==== EXCERPT PROVIDED ====

My mp3 player is on the fritz, the cd player is busted in my commute car and I can't take hearing RHCP and something off Licensed to Ill every single time I listen to Live 105 for more than five minutes so it has been lots of talk radio for me lately. It's not that I've given up on music as this meme, which comes from XO by way of the thoughtful This Man's World, proves.
List seven songs you are into right now, no matter what the genre, whether they have words, or even if they're not any good, but they must be songs you're really enjoying now. Post these instructions in your blog along with your seven songs...
Amy Winehouse "You Know I'm No Good" (mp3)
When I got hooked on "Rehab" (see what I did there?) a couple of months ago I didn't expect to fall in love with anything else from Winehouse but this Mark Ronson production occupies the same head space I reserve for breezy Portishead pop songs. That is if they existed. Lyrically the song drops a few great lines, including one about tearing "men down like Roger Moore", and the way Winehouse draws out words like "trouble" is positively intoxicating.
The Killers "Read My Mind (Pet Shop Boys Stars Are Blazing Mix)"

==== RECORDS PROVIDED ====

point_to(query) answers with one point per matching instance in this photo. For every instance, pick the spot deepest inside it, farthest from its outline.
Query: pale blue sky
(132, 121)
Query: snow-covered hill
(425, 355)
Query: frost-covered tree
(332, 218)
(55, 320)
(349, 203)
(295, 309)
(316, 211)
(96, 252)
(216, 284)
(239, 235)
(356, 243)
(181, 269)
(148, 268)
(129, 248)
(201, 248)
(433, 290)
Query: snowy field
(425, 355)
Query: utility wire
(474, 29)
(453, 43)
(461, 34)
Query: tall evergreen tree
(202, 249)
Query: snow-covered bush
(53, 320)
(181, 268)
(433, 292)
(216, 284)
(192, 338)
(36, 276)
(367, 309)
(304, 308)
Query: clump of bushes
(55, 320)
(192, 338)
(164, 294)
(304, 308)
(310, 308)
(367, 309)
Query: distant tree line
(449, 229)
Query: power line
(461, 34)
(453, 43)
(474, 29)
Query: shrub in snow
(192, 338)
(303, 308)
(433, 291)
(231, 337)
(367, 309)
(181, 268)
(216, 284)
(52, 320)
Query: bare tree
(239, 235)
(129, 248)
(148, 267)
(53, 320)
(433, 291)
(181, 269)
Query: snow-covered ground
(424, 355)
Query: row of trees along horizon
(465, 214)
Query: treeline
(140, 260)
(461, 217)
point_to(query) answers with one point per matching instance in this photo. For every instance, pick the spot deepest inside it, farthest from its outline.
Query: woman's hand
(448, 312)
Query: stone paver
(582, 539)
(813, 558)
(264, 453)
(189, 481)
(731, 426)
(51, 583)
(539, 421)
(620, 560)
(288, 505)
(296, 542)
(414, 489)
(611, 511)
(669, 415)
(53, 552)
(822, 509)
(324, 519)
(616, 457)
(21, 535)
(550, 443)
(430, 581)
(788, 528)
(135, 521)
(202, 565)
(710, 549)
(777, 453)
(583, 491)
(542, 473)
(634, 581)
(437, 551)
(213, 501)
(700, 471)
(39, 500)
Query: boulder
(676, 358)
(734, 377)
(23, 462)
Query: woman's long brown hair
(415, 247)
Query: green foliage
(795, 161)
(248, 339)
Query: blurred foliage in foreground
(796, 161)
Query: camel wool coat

====

_WHAT IS ASKED_.
A) Output the passage from the music blog post between "My mp3 player" and "your seven songs...", inclusive.
B) Pick up the music blog post after its final line and keep writing.
The listing that comes after the music blog post has no connection to it.

_OUTPUTS IN ORDER_.
A)
My mp3 player is on the fritz, the cd player is busted in my commute car and I can't take hearing RHCP and something off Licensed to Ill every single time I listen to Live 105 for more than five minutes so it has been lots of talk radio for me lately. It's not that I've given up on music as this meme, which comes from XO by way of the thoughtful This Man's World, proves.
List seven songs you are into right now, no matter what the genre, whether they have words, or even if they're not any good, but they must be songs you're really enjoying now. Post these instructions in your blog along with your seven songs...

B)
Reminding me a bit of Motiv 8's version of Pulp's "Disco 2000" this remix is a bit hit and miss. PSB take a hands off disco friendly approach for the song which is nice but a bit boring outside but the final moments of "Go West" bit they add at the chorus which is fantastic and worth the blah parts. I'd love to hear the edit and see if it gets to the meat of things but it's not available in the US and I haven't found it on 7digital yet.
Freezepop "Less Talk More Rokk (Guitar Hero 2 Mix)" (youtube)
Despite "Get Ready 2 Rokk" being Freezepop's most downloaded song on itunes it's one of my least favorite songs so when I learned they were making their major label debut with what look to be version of the song I was concerned. This mix is rather good and brings to mind the best of modern Daft Punk.
!!! "Heart Of Hearts" (myspace)
This hasn't grabbed me like "Take Esctasy With Me", which relates directly to the song not having been written by Stephin Merritt, but this is dance rock done right. Love the false ending and the guitar sound is killer.
Matinée Club "Tokyo Girls" (youtube)
Originally based around a now recreated Gary Numan sample this sounds like a hit because it was. Catchy and I've found myself enjoying it despite cringing at some of the lyrics...
Felix Da Housecat "Neon Human" (youtube)
Revisiting Devin Dazzle And The Neon Fever recently has reinforced my original thought that "Neon Human" is the best track on the album because it sounds quite like "Axel F".
Jay-Jay Johanson "Rocks In My Pockets"
I generally prefer Johanson's pop stuff but Tremble Clef turned me on to this song which really is "a record worth locking up the razors for."
Wednesday, February 28, 2007
Friday, February 23, 2007
Video: Tracey Thorn "It's All True"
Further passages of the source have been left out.